Texte du document:
________________

Dans son arrêt du 23 janvier 20254, la Cour européenne des droits de l’Homme a condamné la France pour violation de l’article 8 de la Convention européenne des droits de l’Homme, relatif au droit au respect de la vie privée et familiale. La Cour a rappelé que le refus d’entretenir des relations sexuelles avec son conjoint ne saurait être considéré comme une faute en matière de divorce.

Par cette décision, la Cour réaffirme le droit fondamental de disposer librement de son corps ainsi que la liberté sexuelle, tout en soulignant l’obligation positive des États en matière de prévention des violences conjugales et sexuelles.

Elle précise que :

« Le devoir conjugal, tel qu’il est énoncé dans l’ordre juridique interne et qu’il a été réaffirmé dans la présente affaire, ne prend nullement en considération le consentement aux relations sexuelles, alors même que celui-ci constitue une limite fondamentale à l’exercice de la liberté sexuelle d’autrui ».

Ainsi, la notion de « devoir conjugal » telle qu’elle est encore perçue dans certains contentieux ne permet pas de prendre en compte la nécessité du consentement dans les relations sexuelles au sein du couple. La Cour insiste sur le fait que le consentement au mariage ne saurait en aucun cas être interprété comme un consentement implicite aux relations sexuelles futures.

La Cour rappelle qu’« aux yeux de la Cour, le consentement doit traduire la libre volonté d’avoir une relation sexuelle déterminée, au moment où elle intervient et en tenant compte de ses circonstances ».

La Cour européenne met ainsi la France face à ses propres contradictions et à son manque de coordination entre le droit civil et le droit pénal. D’un côté, le viol conjugal est reconnu et sanctionné, avec une circonstance aggravante pour le conjoint auteur des faits. De l’autre, le droit civil a longtemps admis la notion de « devoir conjugal », pouvant justifier un divorce aux torts exclusifs du conjoint refusant d’entretenir des relations sexuelles.

À travers cet arrêt de la Cour, notre société a pris conscience des contradictions persistantes dans le droit. Cet arrêt souligne que le droit civil a, pendant longtemps, considéré l’obligation d’entretien des relations sexuelles comme une composante du mariage, consacrant ainsi une vision dépassée du consentement. Cette approche révélait une conception archaïque du mariage, dans laquelle le consentement initial à l’union était assimilé à un consentement implicite et permanent aux relations sexuelles, en contradiction avec les principes fondamentaux du droit pénal moderne et du respect de l’autonomie corporelle.

________________

Données fournies:
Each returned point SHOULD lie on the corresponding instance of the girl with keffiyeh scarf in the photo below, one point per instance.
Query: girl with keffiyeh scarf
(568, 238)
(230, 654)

________________

Exercice: Dans le texte sur l'arrêt de la Cour européenne des droits de l'Homme, quels verbes conjugués ont pour sujet un groupe nominal contenant le mot « Cour », et non un pronom ? Les lignes ne servent à rien ici.

Résultat final: a condamné, a rappelé, réaffirme, insiste, rappelle, met